Ответьте, пожалуйста, на вопросы по фрагменту доклада.
1. Какую должность Лев Гудков занимает в «Левада-центре»?
2. Сколько процентов опрошенных в конце марта испытывали эмоциональный подъем и радостное чувство?
3. С какого события 2006 года, по словам докладчика, выкристаллизовался агрессивный тон в отношении Запада?

#### Цитируемый фрагмент:
____________________
7 апреля в Международном Мемориале состоялась дискуссия на тему трансформации общественного российского сознания в период от ноября к марту и влияния на неё политической пропаганды. Главным спикером выступил Лев Гудков – директор «Левада-центра», главный редактор журнала «Вестник общественного мнения». Slon публикует его доклад с небольшими сокращениями.

Я хочу обратить внимание на тенденцию в умах нашей интеллектуальной демократической элиты: нежелание принять во внимание людей с другой точкой зрения, с другим менталитетом, с другим образом мысли. В данном случае стоит говорить о попытке вытеснить их из сознания, не учитывать, либо представить их как некую случайность. Однако на сегодняшний день картина такова, что мы уже не можем полностью отрицать существование мыслей и чувств, охвативших людей в связи с присоединением Крыма; отрицать тот подъем, то чувство солидарности, пусть и извращенной, которые захлестнули население. Отказ понять этих людей и желание выкинуть их из картины происходящего есть, как мне кажется, глубокий порок нашей интеллектуальной элиты. Я полагаю, это гораздо более серьезная проблема, чем может показаться на первый взгляд. В этом смысле опыт польской «Cолидарности», когда интеллектуалы в некоторой степени заставляли себя и вопреки собственным представлениям пошли на контакт с рабочим движением, – вещь уникальная и совершенно невозможная у нас. Потому что проблемы огромной части населения, а это по меньшей мере 2/3 или 3/4, думающей и живущей иначе, просто не принимаются во внимание.

Феноменально, что события вокруг Украины, прежде всего присоединение Крыма, вызвали невероятное и неожиданное возбуждение. 85% опрошенных, по данным «Левада-центра», в конце марта испытывали эмоциональный подъем и радостное чувство по этому поводу. Людей, чувствовавших стыд, протест, возмущение, страх, насчитывалось всего около 7%. Примерно столько же оказалось равнодушных. Так уж неожиданно это только на первый взгляд, а если принять во внимание ряд факторов, картина проясняется.

Во-первых, это война режима с гражданским обществом, которая шла и идет до сих пор, и длительное насаждение антизападных, антилиберальных представлений – курс на традиционализацию политики; реанимацию архаических консервативных представлений и резкий рост антизападных настроений. Это первый момент, очень важный. Не стоит забывать, что антизападная риторика началась не в последние два года. Примерно с 2002-го, с тех пор как Путин утвердился у власти, она медленно нарастала. Но с 2006 года, с мюнхенской речи, выкристаллизовался агрессивный тон в отношении Запада, и это стало основанием для массовой индоктринации общественного мнения.
____________________
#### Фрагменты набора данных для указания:

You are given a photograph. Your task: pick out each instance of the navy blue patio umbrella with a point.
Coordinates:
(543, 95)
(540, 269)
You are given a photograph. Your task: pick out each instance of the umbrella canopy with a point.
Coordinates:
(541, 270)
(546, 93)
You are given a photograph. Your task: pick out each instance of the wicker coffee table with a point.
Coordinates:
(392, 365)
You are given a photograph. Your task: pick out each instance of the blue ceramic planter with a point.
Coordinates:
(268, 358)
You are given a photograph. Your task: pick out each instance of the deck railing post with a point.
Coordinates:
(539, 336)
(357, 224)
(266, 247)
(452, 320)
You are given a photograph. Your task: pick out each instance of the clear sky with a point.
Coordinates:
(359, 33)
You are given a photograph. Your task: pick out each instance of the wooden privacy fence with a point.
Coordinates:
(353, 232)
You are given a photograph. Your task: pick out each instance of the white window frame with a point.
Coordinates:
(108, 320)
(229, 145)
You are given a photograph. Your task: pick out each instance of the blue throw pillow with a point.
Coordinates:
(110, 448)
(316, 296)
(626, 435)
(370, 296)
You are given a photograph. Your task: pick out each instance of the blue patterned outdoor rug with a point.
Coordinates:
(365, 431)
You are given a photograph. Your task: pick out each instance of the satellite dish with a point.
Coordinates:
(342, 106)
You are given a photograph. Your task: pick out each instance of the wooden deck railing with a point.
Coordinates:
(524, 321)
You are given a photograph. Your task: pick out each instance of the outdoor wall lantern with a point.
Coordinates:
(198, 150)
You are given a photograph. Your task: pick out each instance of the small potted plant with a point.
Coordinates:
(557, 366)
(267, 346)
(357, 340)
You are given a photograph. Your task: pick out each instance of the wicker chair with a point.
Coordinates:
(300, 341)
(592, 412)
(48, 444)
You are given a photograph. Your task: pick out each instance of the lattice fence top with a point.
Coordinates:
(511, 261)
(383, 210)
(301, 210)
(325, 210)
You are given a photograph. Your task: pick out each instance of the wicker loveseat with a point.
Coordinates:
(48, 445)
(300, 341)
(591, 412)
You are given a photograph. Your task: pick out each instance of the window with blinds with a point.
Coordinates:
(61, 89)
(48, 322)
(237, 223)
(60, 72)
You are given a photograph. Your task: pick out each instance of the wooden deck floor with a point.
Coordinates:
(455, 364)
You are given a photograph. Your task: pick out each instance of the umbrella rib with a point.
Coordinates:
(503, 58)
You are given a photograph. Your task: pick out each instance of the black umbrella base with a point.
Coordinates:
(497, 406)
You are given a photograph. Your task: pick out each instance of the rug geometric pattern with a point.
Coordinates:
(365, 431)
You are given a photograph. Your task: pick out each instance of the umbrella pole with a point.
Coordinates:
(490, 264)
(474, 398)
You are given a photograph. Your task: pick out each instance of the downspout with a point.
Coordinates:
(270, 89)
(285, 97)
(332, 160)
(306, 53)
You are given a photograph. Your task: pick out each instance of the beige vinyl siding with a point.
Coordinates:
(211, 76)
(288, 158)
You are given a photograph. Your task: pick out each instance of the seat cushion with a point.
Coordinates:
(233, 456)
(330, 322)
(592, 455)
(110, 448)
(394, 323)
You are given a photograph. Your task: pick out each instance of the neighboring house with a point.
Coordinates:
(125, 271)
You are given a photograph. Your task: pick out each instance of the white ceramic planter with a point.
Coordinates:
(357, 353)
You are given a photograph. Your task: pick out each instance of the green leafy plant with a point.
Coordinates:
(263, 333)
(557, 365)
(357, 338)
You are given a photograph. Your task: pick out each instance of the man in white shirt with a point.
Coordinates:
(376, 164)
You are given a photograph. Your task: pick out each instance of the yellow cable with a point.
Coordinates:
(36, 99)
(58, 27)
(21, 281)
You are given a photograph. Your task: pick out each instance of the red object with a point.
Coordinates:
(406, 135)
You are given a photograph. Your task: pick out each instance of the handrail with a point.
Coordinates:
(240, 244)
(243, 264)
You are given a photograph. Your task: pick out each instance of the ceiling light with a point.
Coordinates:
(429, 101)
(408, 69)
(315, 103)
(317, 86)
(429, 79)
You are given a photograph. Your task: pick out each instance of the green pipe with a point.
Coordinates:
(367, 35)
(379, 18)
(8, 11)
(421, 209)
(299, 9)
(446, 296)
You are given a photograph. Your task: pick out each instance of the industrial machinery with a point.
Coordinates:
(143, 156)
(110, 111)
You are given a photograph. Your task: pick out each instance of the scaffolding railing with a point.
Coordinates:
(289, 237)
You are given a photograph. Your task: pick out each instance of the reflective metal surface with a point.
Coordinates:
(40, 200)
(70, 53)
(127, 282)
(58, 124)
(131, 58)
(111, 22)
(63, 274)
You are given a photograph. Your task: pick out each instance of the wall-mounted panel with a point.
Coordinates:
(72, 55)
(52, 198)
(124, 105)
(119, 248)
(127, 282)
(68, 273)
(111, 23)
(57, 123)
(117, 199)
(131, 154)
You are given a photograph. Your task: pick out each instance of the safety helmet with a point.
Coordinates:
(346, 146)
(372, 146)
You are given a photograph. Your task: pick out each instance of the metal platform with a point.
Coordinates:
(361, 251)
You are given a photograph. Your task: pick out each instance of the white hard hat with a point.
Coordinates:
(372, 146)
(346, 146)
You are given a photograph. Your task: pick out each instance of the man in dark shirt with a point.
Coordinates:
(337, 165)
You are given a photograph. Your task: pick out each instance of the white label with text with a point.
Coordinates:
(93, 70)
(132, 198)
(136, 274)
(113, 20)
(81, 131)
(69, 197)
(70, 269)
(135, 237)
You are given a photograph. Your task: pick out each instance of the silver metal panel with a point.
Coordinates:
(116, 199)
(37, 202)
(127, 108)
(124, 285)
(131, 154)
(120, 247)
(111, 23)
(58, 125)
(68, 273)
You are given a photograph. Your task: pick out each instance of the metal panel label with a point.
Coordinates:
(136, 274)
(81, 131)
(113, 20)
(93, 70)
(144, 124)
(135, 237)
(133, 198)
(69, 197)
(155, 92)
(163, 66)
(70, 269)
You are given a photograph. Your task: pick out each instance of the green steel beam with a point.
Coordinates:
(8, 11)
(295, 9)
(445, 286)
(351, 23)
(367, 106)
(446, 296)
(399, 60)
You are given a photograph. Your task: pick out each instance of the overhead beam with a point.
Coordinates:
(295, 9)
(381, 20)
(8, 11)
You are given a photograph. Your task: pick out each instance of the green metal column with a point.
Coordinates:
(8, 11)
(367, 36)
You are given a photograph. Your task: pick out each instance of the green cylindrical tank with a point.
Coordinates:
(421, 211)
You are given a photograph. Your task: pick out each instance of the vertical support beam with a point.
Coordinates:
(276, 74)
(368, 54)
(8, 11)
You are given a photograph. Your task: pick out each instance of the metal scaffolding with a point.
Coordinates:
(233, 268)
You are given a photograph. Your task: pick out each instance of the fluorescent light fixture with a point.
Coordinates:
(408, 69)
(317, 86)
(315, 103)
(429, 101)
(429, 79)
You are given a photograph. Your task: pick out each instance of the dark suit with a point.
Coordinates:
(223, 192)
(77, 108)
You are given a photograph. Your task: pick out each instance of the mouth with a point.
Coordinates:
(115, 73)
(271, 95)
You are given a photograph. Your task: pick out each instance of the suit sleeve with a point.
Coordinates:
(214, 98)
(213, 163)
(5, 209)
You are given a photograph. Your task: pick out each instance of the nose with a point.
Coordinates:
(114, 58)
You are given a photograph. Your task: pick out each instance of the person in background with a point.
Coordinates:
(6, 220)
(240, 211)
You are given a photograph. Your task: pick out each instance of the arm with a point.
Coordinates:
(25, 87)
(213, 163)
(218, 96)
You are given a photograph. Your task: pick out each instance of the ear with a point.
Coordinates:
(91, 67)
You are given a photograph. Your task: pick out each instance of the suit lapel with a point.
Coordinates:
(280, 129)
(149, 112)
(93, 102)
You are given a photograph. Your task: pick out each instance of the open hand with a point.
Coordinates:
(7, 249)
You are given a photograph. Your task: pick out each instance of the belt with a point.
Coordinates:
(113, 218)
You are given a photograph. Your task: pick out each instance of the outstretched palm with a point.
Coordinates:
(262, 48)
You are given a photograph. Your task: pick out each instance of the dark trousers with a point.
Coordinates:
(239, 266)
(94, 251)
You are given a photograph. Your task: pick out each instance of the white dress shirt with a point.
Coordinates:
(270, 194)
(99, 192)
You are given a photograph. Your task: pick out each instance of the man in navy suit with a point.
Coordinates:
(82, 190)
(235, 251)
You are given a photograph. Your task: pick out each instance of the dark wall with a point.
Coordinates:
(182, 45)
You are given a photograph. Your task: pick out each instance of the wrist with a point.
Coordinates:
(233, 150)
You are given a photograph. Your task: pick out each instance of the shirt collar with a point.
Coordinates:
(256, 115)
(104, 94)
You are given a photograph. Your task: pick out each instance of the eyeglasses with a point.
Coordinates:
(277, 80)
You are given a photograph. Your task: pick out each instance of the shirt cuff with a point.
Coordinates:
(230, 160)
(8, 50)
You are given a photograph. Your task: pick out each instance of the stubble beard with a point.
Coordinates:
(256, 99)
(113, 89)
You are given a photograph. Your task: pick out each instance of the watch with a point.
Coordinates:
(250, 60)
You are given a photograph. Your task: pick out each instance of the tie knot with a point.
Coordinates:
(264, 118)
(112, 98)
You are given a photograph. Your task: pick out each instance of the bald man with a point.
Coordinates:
____________________
#### Ответ к заданию:
1. Он директор «Левада-центра».
2. 85% опрошенных.
3. С мюнхенской речи.